- EXERCISE DETAILS:
I need the records below restated word for word, without their pictures.

>>>>>

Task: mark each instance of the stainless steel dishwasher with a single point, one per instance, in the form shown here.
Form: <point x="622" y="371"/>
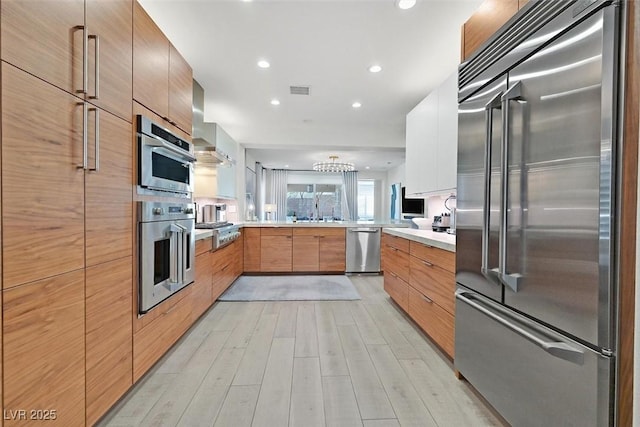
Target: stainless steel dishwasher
<point x="363" y="250"/>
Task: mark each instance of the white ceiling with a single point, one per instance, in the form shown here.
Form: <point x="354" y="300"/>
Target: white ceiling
<point x="328" y="45"/>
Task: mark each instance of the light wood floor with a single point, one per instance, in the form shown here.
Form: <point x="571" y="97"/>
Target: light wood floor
<point x="347" y="363"/>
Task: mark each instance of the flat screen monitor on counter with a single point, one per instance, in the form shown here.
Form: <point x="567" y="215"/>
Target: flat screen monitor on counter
<point x="412" y="206"/>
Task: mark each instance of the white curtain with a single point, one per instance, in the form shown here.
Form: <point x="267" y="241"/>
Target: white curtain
<point x="261" y="190"/>
<point x="350" y="183"/>
<point x="277" y="181"/>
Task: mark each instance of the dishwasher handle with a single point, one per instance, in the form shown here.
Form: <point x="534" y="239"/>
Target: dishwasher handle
<point x="364" y="230"/>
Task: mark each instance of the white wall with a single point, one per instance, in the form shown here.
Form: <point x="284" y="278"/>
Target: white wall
<point x="382" y="193"/>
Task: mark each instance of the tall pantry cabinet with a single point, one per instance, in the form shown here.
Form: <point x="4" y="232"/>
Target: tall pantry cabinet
<point x="67" y="182"/>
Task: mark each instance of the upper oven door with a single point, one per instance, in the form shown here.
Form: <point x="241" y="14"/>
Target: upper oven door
<point x="166" y="259"/>
<point x="164" y="166"/>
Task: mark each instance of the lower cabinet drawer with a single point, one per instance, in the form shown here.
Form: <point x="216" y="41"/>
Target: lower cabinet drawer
<point x="153" y="341"/>
<point x="396" y="261"/>
<point x="433" y="319"/>
<point x="434" y="282"/>
<point x="397" y="289"/>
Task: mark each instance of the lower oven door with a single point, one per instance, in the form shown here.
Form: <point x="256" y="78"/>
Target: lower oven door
<point x="166" y="260"/>
<point x="164" y="167"/>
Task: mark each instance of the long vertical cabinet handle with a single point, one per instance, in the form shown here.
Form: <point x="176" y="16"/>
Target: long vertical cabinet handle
<point x="96" y="75"/>
<point x="514" y="93"/>
<point x="85" y="137"/>
<point x="493" y="104"/>
<point x="185" y="254"/>
<point x="85" y="59"/>
<point x="96" y="135"/>
<point x="174" y="268"/>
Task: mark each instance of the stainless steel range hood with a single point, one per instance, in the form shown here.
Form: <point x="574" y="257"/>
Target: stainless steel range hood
<point x="205" y="135"/>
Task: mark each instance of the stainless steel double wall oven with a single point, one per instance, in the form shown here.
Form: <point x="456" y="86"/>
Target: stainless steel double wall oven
<point x="166" y="238"/>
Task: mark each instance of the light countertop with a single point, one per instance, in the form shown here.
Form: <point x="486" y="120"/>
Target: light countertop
<point x="203" y="234"/>
<point x="384" y="223"/>
<point x="438" y="240"/>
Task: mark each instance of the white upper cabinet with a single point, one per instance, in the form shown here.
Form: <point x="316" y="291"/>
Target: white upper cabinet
<point x="447" y="149"/>
<point x="432" y="141"/>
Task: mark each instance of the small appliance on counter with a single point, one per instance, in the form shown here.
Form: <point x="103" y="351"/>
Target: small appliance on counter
<point x="441" y="223"/>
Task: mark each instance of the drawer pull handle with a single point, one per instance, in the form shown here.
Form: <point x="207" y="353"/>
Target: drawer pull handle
<point x="171" y="309"/>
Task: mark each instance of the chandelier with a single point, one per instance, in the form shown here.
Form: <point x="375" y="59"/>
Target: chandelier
<point x="333" y="166"/>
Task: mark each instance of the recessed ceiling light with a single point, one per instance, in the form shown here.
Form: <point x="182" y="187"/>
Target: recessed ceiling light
<point x="405" y="4"/>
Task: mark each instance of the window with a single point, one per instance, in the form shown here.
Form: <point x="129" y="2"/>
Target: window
<point x="366" y="199"/>
<point x="314" y="201"/>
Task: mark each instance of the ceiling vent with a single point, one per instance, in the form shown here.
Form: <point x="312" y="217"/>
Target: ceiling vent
<point x="299" y="90"/>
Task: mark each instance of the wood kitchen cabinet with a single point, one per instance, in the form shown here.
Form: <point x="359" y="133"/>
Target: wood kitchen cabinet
<point x="109" y="348"/>
<point x="180" y="90"/>
<point x="227" y="267"/>
<point x="276" y="249"/>
<point x="150" y="63"/>
<point x="319" y="249"/>
<point x="251" y="249"/>
<point x="42" y="183"/>
<point x="162" y="79"/>
<point x="332" y="255"/>
<point x="46" y="39"/>
<point x="151" y="342"/>
<point x="420" y="279"/>
<point x="44" y="348"/>
<point x="58" y="210"/>
<point x="109" y="206"/>
<point x="202" y="293"/>
<point x="306" y="249"/>
<point x="490" y="16"/>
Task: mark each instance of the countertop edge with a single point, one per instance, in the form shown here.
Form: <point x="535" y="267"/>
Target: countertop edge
<point x="381" y="224"/>
<point x="203" y="234"/>
<point x="438" y="240"/>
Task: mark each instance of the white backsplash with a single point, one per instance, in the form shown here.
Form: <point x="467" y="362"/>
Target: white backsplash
<point x="435" y="205"/>
<point x="232" y="206"/>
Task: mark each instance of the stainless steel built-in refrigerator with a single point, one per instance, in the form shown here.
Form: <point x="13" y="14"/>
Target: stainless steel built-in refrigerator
<point x="536" y="265"/>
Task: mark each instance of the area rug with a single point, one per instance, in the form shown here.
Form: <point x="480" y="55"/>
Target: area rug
<point x="291" y="288"/>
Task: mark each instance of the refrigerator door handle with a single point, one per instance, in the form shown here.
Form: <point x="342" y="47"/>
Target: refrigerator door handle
<point x="554" y="347"/>
<point x="514" y="93"/>
<point x="492" y="274"/>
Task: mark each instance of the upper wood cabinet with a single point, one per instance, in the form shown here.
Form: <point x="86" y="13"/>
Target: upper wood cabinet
<point x="162" y="79"/>
<point x="44" y="349"/>
<point x="150" y="63"/>
<point x="42" y="179"/>
<point x="180" y="91"/>
<point x="90" y="57"/>
<point x="45" y="38"/>
<point x="110" y="25"/>
<point x="490" y="16"/>
<point x="432" y="141"/>
<point x="109" y="206"/>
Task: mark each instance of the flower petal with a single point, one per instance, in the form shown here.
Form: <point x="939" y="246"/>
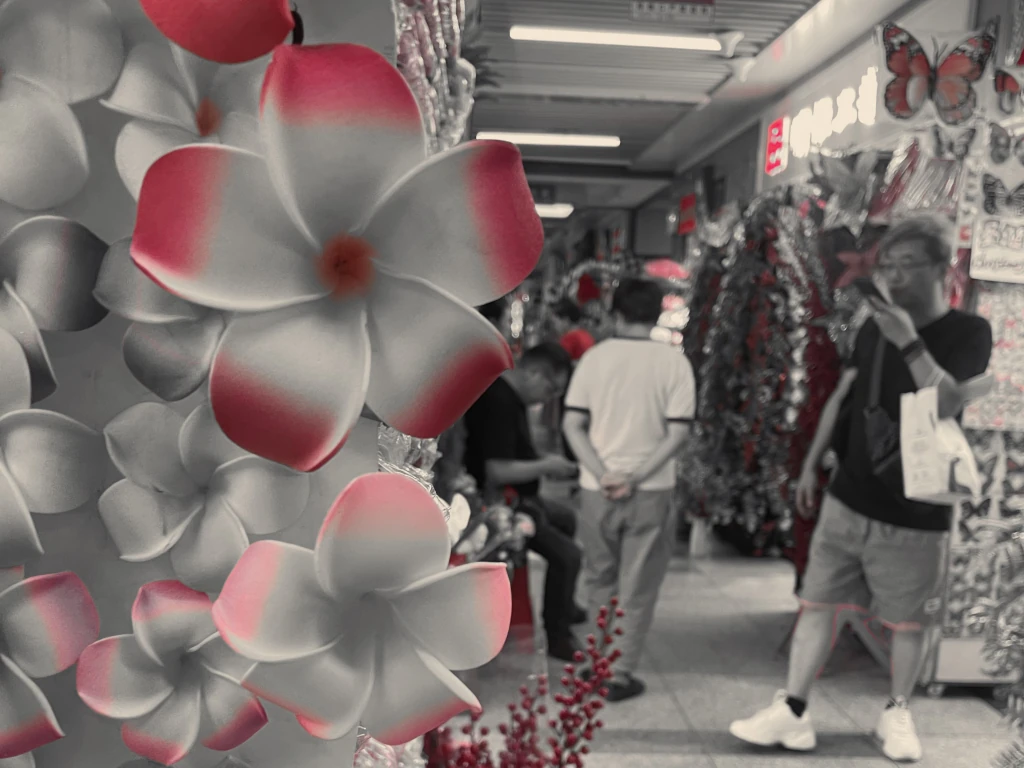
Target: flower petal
<point x="27" y="721"/>
<point x="486" y="237"/>
<point x="127" y="291"/>
<point x="290" y="385"/>
<point x="44" y="163"/>
<point x="272" y="608"/>
<point x="413" y="693"/>
<point x="85" y="33"/>
<point x="140" y="144"/>
<point x="384" y="531"/>
<point x="40" y="445"/>
<point x="17" y="321"/>
<point x="461" y="616"/>
<point x="144" y="523"/>
<point x="173" y="359"/>
<point x="168" y="733"/>
<point x="432" y="355"/>
<point x="340" y="127"/>
<point x="117" y="679"/>
<point x="228" y="31"/>
<point x="327" y="692"/>
<point x="210" y="228"/>
<point x="47" y="622"/>
<point x="265" y="497"/>
<point x="142" y="442"/>
<point x="204" y="446"/>
<point x="230" y="714"/>
<point x="209" y="548"/>
<point x="169" y="619"/>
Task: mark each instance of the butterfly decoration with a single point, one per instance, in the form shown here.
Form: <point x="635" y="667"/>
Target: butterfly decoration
<point x="948" y="84"/>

<<<<<

- REPLY:
Task: mark each instance of the stainless steel dishwasher with a single point, one per instance, in the form shown here.
Form: <point x="622" y="371"/>
Target: stainless steel dishwasher
<point x="363" y="250"/>
Task: mark each instance of the white ceiling with a single point, one per instance, in the form shown here.
Form: <point x="354" y="300"/>
Target: white ceiling
<point x="328" y="45"/>
Task: mark each instance of the light wood floor with a single point, one per instance, in the form shown here.
Form: <point x="571" y="97"/>
Target: light wood floor
<point x="347" y="363"/>
Task: mark each instance of the flat screen monitor on counter with a single point, one per instance, in the form shown here.
Form: <point x="567" y="215"/>
Target: flat screen monitor on counter
<point x="412" y="206"/>
Task: mark each instance of the white curtain with a single point, one per instance, in the form shown here.
Form: <point x="267" y="241"/>
Target: white curtain
<point x="261" y="190"/>
<point x="350" y="183"/>
<point x="277" y="181"/>
Task: mark each instance of the dishwasher handle with a single point, one per instance, in the form shown here.
Form: <point x="534" y="239"/>
Target: dishwasher handle
<point x="364" y="230"/>
Task: mark each instance of the white wall with a single point, one per instance, in the form shown here.
Form: <point x="284" y="278"/>
Target: white wall
<point x="382" y="193"/>
Task: mark each instance of the tall pantry cabinet with a single point, one per instance, in the form shown here.
Form: <point x="4" y="232"/>
Target: tall pantry cabinet
<point x="67" y="182"/>
Task: mark each instance of the upper oven door with a single point, one per instance, in the form shown here.
Form: <point x="241" y="14"/>
Target: upper oven door
<point x="166" y="259"/>
<point x="164" y="166"/>
Task: mark each instance of the lower cabinet drawer with a single point, one per instance, in the form shown here.
Form: <point x="216" y="41"/>
Target: lower cabinet drawer
<point x="153" y="341"/>
<point x="396" y="261"/>
<point x="433" y="319"/>
<point x="434" y="282"/>
<point x="397" y="289"/>
Task: mark each instance of the lower oven door with a single point, one per instance, in the form shown here.
Form: <point x="256" y="78"/>
Target: lower oven door
<point x="166" y="260"/>
<point x="164" y="167"/>
Task: mark each instance of the long vertical cabinet handle with a single point, one per instance, in the form shown here.
Form: <point x="176" y="16"/>
Target: long vertical cabinet handle
<point x="96" y="75"/>
<point x="514" y="93"/>
<point x="85" y="137"/>
<point x="493" y="104"/>
<point x="185" y="254"/>
<point x="85" y="59"/>
<point x="96" y="135"/>
<point x="174" y="268"/>
Task: mark each instance of the stainless steel range hood with a single point, one per instance, in the form shown here.
Form: <point x="574" y="257"/>
Target: stainless steel range hood
<point x="205" y="135"/>
Task: mark each instance of the stainless steel double wall oven with a single point, one per instance, in the form shown here.
Form: <point x="456" y="86"/>
Target: stainless steel double wall oven
<point x="166" y="238"/>
Task: mark each instance of the light countertop with a single point, one per instance, in the form shown here.
Form: <point x="486" y="120"/>
Target: light countertop
<point x="203" y="234"/>
<point x="384" y="223"/>
<point x="438" y="240"/>
Task: mark each instance of the white upper cabinet with a single point, one per instance, in the form shown here.
Form: <point x="316" y="291"/>
Target: white upper cabinet
<point x="447" y="149"/>
<point x="432" y="141"/>
Task: mark each instance of the small appliance on counter with a single point, one per instance, in the form shown here.
Form: <point x="103" y="351"/>
Target: small appliance on counter
<point x="441" y="223"/>
Task: mark each instance of the drawer pull handle with a single point, one per instance, in the form shown here.
Form: <point x="207" y="353"/>
Target: drawer pull handle
<point x="171" y="309"/>
Task: mark each instance of the chandelier with a single point, one per instance, in the form shown here.
Form: <point x="375" y="59"/>
Target: chandelier
<point x="333" y="166"/>
Task: mark each instance of the recessed ceiling light with a single point, one per instance, in the form shown here.
Form: <point x="182" y="187"/>
Target: recessed ceiling light
<point x="405" y="4"/>
Task: mark each instance of the window with a single point, one per instance, in the form shown here.
Form: <point x="129" y="2"/>
Target: window
<point x="366" y="199"/>
<point x="314" y="201"/>
Task: mark each instance of the ceiling vent with a single point, one per instance, in the form shown here.
Form: <point x="312" y="217"/>
Target: ceiling vent
<point x="299" y="90"/>
Task: mark each instance of the wood kitchen cabinet with a single point, one per instance, in the form shown here.
Form: <point x="359" y="133"/>
Target: wood kitchen cabinet
<point x="109" y="348"/>
<point x="180" y="90"/>
<point x="227" y="267"/>
<point x="276" y="249"/>
<point x="150" y="63"/>
<point x="319" y="249"/>
<point x="251" y="249"/>
<point x="42" y="183"/>
<point x="162" y="79"/>
<point x="332" y="255"/>
<point x="46" y="39"/>
<point x="151" y="342"/>
<point x="420" y="279"/>
<point x="44" y="348"/>
<point x="58" y="210"/>
<point x="109" y="206"/>
<point x="202" y="293"/>
<point x="306" y="249"/>
<point x="490" y="16"/>
Task: mark each instance of the countertop edge with a single point, one per instance, in the form shown here.
Form: <point x="535" y="267"/>
Target: countertop edge
<point x="381" y="224"/>
<point x="203" y="234"/>
<point x="438" y="240"/>
Task: mark each instance of the white backsplash with a single point, one per instance, in the form shown here.
Form: <point x="467" y="362"/>
Target: white backsplash
<point x="435" y="205"/>
<point x="232" y="206"/>
Task: mark each instance of the stainless steel built-in refrigerator with a single point, one per instance, in the form shown here.
Form: <point x="13" y="14"/>
Target: stainless steel built-in refrigerator
<point x="536" y="265"/>
Task: mark each instance of the area rug with a single point, one per instance, in the form shown here.
Form: <point x="480" y="55"/>
Target: area rug
<point x="291" y="288"/>
Task: mark each instance of the refrigerator door handle with a single point, one per instance, in the form shown here.
Form: <point x="342" y="47"/>
Target: refrigerator door handle
<point x="554" y="347"/>
<point x="514" y="93"/>
<point x="492" y="274"/>
Task: mark each instance of the upper wood cabinet with a single point, one per instance, in the form shown here.
Form: <point x="86" y="13"/>
Target: upper wood cabinet
<point x="162" y="79"/>
<point x="44" y="349"/>
<point x="150" y="63"/>
<point x="42" y="179"/>
<point x="180" y="91"/>
<point x="90" y="57"/>
<point x="45" y="38"/>
<point x="110" y="25"/>
<point x="490" y="16"/>
<point x="432" y="141"/>
<point x="109" y="206"/>
Task: mark each instance of the flower petal with a single point, one per instance, in the form shown here.
Form: <point x="939" y="246"/>
Target: flower petal
<point x="27" y="721"/>
<point x="486" y="237"/>
<point x="127" y="291"/>
<point x="290" y="385"/>
<point x="44" y="163"/>
<point x="272" y="608"/>
<point x="413" y="693"/>
<point x="85" y="33"/>
<point x="140" y="144"/>
<point x="384" y="531"/>
<point x="40" y="445"/>
<point x="17" y="321"/>
<point x="461" y="616"/>
<point x="144" y="523"/>
<point x="173" y="359"/>
<point x="168" y="733"/>
<point x="432" y="355"/>
<point x="340" y="127"/>
<point x="117" y="679"/>
<point x="228" y="31"/>
<point x="327" y="692"/>
<point x="210" y="228"/>
<point x="47" y="622"/>
<point x="265" y="497"/>
<point x="142" y="442"/>
<point x="204" y="446"/>
<point x="230" y="714"/>
<point x="209" y="548"/>
<point x="169" y="619"/>
Task: mark each instance of the butterfly decoration with a single point, one per instance, in the form shown here.
Form: <point x="635" y="667"/>
Target: butterfly decoration
<point x="948" y="84"/>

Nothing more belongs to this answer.